» **Goal**
Write out, word for word, the part of the records that opens with the line containing "Where can the red" and runs through the end of the records.

» **Stored rows**
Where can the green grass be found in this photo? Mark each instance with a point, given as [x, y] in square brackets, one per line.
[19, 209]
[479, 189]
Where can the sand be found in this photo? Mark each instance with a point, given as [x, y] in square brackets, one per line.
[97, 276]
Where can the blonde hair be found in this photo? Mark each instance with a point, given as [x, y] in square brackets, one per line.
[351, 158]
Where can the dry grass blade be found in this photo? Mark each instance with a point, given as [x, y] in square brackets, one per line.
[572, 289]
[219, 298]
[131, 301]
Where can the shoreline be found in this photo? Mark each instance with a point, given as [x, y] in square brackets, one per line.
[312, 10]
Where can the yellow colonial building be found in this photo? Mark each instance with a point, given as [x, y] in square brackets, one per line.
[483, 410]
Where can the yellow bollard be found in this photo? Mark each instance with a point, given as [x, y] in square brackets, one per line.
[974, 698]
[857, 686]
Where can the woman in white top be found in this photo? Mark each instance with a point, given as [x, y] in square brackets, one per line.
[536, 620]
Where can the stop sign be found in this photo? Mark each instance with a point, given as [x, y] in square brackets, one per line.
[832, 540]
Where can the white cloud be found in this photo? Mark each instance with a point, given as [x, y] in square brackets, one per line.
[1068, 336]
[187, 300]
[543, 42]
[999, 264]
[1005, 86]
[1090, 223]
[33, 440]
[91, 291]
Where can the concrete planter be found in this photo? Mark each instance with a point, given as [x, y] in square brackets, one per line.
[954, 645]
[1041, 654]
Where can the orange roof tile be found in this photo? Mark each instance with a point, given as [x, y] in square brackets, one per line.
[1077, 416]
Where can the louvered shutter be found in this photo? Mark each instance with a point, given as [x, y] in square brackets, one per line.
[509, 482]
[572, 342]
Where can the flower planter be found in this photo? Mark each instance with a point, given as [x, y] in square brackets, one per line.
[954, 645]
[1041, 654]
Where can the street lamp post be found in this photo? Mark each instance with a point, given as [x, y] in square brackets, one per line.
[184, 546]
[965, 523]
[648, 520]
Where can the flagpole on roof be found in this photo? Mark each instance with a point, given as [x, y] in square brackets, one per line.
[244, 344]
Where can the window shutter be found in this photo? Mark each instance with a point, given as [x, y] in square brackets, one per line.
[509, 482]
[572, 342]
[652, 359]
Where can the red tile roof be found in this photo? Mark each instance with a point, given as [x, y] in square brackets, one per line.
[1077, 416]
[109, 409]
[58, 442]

» **The answer**
Where can the red tile roof be found in this photo? Mark each instance with a point, given as [x, y] in square brackets, one per line.
[1077, 416]
[109, 409]
[58, 442]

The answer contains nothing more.